Exercise requirements:
[1] According to the album entry, on what date and at which studio was Jeru recorded?
[2] Reproduce the lines of the records verbatim, from the line containing "Target: red star on flag" up to and including the final line of the records.

Text extract:
◇ ◇ ◇ ◇ ◇ ◇ ◇

Studio album by Gerry Mulligan
- Released: 1962
- Recorded: June 30, 1962 Nola Penthouse Studio, NYC
- Genre: Jazz
- Length: 36:23
- Label: Columbia CL-1932/CS-8732
- Producer: Jazztime Productions Inc.

Gerry Mulligan chronology
| The Gerry Mulligan Quartet (1962) | Jeru (1962) | Two of a Mind (1962) |

= Jeru (album) =

Jeru is an album recorded by American jazz saxophonist and bandleader Gerry Mulligan featuring performances recorded in 1962 which were released on the Columbia label.

==Reception==

Allmusic awarded the album 3 stars stating "Mulligan is in fine form and, even if the music on this LP is not all that essential, it is quite enjoyable".

◇ ◇ ◇ ◇ ◇ ◇ ◇

Provided records:
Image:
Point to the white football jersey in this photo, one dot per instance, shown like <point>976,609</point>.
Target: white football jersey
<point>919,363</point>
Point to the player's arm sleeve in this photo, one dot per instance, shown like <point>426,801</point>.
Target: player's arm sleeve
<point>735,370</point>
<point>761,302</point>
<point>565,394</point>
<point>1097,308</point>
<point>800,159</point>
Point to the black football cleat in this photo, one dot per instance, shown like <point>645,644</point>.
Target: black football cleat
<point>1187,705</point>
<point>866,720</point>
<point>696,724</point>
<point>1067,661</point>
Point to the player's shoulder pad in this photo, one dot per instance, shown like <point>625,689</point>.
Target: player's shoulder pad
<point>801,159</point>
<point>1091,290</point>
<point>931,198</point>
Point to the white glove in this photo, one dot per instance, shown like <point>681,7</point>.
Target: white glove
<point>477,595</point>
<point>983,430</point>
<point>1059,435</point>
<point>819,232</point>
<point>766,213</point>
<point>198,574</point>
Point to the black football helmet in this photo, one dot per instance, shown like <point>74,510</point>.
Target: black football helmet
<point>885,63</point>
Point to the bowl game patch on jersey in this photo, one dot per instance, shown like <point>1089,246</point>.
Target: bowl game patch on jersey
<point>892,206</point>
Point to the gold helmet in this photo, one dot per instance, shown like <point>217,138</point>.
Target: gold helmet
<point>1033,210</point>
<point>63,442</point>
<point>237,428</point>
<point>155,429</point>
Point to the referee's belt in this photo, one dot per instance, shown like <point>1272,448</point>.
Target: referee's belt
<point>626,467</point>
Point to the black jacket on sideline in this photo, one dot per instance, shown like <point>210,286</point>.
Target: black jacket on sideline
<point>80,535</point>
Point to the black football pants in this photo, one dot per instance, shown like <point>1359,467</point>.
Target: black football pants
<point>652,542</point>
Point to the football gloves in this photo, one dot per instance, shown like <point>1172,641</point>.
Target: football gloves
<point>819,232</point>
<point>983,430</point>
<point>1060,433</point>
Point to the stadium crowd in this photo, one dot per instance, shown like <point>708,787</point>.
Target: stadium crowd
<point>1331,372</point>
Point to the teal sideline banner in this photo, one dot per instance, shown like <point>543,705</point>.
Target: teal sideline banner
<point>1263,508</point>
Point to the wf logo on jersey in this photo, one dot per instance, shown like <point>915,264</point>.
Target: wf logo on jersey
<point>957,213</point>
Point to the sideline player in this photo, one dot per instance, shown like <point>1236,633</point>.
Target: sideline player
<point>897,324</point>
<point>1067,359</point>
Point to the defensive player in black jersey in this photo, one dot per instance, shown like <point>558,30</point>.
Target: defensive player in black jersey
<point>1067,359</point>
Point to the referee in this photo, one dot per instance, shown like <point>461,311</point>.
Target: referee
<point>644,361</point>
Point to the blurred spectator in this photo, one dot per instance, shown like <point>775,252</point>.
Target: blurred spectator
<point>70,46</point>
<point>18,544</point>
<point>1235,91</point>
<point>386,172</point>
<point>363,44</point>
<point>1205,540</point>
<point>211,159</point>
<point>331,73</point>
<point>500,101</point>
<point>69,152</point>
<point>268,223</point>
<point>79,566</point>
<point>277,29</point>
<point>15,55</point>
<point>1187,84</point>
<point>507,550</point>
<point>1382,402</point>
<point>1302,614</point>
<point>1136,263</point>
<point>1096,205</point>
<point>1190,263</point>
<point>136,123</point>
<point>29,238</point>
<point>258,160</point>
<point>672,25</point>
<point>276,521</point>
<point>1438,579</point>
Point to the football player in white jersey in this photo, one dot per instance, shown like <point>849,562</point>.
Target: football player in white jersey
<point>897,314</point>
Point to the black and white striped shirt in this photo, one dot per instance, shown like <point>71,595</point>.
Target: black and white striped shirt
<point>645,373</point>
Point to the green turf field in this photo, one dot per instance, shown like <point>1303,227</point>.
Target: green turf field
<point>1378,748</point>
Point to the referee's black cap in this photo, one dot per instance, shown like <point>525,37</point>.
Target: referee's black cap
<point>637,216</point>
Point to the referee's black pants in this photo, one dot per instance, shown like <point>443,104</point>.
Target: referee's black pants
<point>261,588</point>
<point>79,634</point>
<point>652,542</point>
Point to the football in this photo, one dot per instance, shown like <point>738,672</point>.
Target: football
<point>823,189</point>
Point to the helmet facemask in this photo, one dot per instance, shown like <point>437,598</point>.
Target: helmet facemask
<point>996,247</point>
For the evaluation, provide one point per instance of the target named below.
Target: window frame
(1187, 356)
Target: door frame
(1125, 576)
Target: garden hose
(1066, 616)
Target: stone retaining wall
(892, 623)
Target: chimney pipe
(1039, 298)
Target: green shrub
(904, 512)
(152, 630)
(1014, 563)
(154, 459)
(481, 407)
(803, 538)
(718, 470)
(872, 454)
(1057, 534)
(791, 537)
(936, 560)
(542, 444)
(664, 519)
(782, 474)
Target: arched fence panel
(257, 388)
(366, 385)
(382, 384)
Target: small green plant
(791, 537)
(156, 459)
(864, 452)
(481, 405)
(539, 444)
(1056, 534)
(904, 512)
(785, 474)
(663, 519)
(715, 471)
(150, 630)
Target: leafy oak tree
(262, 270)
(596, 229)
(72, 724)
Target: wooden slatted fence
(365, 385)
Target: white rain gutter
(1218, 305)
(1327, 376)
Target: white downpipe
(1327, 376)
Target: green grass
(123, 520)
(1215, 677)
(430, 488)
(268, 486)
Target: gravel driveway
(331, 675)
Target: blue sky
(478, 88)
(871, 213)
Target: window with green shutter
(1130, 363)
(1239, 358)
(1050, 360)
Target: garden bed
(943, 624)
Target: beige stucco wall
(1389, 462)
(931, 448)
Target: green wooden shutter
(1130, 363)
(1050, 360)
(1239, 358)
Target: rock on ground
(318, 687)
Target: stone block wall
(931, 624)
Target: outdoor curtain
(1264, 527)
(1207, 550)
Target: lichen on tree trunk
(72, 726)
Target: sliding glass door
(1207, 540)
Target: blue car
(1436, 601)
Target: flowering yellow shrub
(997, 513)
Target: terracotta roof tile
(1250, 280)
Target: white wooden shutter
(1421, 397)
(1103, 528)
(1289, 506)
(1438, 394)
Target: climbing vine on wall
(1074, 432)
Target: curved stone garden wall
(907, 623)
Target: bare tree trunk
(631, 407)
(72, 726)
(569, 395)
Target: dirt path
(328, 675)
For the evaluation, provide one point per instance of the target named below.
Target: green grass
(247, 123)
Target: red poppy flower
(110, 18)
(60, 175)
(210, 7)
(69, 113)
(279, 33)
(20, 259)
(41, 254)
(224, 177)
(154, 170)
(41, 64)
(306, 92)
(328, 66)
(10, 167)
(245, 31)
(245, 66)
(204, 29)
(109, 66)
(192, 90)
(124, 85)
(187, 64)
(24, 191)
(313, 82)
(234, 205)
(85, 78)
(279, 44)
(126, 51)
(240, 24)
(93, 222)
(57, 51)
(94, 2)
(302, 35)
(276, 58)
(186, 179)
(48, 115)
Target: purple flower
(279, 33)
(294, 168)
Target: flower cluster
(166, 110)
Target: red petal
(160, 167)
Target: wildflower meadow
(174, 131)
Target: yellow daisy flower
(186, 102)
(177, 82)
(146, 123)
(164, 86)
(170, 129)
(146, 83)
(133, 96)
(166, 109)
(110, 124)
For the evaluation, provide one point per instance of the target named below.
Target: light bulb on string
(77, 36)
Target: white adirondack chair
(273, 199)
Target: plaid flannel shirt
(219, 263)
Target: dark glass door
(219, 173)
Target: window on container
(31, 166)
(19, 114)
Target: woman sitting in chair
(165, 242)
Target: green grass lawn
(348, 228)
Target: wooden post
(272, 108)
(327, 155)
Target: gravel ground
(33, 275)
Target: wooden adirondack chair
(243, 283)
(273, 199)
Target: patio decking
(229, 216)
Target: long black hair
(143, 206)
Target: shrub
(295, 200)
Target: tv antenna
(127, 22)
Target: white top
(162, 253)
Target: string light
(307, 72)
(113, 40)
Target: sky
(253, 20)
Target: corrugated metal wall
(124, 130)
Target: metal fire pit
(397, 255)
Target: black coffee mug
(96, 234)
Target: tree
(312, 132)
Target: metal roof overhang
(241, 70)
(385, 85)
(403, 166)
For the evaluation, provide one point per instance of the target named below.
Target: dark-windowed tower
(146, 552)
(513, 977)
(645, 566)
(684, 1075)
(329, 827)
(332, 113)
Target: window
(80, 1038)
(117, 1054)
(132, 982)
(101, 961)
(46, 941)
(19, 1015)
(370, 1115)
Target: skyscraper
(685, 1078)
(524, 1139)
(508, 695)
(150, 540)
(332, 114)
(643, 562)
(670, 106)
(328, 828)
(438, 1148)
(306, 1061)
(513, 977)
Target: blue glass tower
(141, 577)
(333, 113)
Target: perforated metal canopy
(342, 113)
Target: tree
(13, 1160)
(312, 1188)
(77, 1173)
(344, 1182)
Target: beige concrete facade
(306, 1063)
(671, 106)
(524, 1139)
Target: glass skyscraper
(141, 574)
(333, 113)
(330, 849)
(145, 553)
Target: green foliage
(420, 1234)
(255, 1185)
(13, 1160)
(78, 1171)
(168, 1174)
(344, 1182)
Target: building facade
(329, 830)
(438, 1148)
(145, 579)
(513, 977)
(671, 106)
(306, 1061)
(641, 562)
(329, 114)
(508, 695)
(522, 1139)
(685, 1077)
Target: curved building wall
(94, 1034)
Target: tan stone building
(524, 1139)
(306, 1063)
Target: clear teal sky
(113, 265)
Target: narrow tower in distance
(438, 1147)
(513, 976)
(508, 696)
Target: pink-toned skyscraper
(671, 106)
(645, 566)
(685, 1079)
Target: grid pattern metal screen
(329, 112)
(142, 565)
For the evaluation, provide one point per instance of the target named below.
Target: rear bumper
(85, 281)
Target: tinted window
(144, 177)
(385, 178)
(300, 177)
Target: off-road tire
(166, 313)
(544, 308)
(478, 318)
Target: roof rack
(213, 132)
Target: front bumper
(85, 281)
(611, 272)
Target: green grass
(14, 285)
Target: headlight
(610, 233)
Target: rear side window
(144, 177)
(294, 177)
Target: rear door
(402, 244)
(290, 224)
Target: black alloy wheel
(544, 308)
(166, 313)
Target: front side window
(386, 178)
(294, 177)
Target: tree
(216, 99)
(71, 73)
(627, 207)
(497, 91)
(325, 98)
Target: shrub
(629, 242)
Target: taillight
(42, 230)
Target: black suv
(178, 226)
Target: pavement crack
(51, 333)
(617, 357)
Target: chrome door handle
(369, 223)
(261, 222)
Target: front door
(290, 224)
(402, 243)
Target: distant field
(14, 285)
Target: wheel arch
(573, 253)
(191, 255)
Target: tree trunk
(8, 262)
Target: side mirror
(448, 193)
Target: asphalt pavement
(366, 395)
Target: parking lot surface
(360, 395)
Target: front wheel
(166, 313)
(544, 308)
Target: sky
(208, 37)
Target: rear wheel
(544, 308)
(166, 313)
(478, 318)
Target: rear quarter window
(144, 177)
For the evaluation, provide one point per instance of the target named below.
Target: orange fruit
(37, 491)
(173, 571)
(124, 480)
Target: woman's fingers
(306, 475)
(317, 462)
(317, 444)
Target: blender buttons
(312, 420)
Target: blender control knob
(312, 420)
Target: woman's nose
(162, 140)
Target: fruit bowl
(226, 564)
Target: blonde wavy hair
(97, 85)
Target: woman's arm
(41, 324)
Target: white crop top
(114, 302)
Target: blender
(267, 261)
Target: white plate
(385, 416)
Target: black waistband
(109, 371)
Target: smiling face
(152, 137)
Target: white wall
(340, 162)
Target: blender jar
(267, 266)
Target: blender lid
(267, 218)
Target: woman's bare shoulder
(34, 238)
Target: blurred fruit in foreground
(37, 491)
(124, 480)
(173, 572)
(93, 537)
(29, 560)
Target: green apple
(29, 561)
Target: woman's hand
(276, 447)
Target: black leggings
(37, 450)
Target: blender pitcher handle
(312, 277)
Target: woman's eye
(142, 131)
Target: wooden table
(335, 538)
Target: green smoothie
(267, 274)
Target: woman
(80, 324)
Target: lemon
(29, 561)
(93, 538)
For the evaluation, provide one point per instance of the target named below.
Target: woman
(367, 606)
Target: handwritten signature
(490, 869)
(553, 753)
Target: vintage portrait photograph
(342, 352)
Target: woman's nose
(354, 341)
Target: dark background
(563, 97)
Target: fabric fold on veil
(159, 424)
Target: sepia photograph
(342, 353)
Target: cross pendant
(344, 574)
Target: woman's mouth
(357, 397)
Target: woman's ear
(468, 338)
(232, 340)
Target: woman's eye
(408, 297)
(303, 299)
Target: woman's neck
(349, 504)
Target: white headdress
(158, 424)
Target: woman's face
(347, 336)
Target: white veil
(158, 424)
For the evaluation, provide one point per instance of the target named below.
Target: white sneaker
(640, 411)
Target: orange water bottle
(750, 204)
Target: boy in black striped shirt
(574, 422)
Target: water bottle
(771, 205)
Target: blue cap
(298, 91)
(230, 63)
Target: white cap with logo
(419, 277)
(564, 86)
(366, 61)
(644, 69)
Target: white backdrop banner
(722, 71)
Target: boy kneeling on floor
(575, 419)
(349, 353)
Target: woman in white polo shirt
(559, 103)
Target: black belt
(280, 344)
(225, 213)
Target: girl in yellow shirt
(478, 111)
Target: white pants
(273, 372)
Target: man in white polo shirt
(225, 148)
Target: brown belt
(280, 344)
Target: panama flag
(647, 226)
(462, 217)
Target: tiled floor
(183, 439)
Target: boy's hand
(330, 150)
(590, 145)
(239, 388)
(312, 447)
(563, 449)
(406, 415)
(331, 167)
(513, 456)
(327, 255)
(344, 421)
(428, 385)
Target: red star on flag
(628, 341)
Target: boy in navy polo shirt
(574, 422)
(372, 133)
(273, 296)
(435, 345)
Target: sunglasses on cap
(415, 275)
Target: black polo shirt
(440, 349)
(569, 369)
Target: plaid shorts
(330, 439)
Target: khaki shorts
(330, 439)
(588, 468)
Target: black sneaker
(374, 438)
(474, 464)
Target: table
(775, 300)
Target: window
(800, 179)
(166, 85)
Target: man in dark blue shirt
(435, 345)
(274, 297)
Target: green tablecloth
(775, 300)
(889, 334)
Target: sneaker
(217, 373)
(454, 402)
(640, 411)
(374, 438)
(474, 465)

◇ ◇ ◇ ◇ ◇ ◇ ◇

Results for each task:
[1] June 30, 1962, at Nola Penthouse Studio, NYC

[2]
Target: red star on flag
(628, 341)
Target: boy in navy polo shirt
(574, 422)
(372, 133)
(273, 296)
(435, 345)
Target: sunglasses on cap
(415, 275)
Target: black polo shirt
(440, 349)
(569, 369)
Target: plaid shorts
(330, 439)
Target: khaki shorts
(330, 439)
(588, 468)
Target: black sneaker
(374, 438)
(474, 464)
Target: table
(775, 300)
Target: window
(800, 179)
(166, 85)
Target: man in dark blue shirt
(435, 345)
(274, 297)
Target: green tablecloth
(775, 300)
(889, 334)
Target: sneaker
(217, 373)
(454, 402)
(640, 411)
(374, 438)
(474, 465)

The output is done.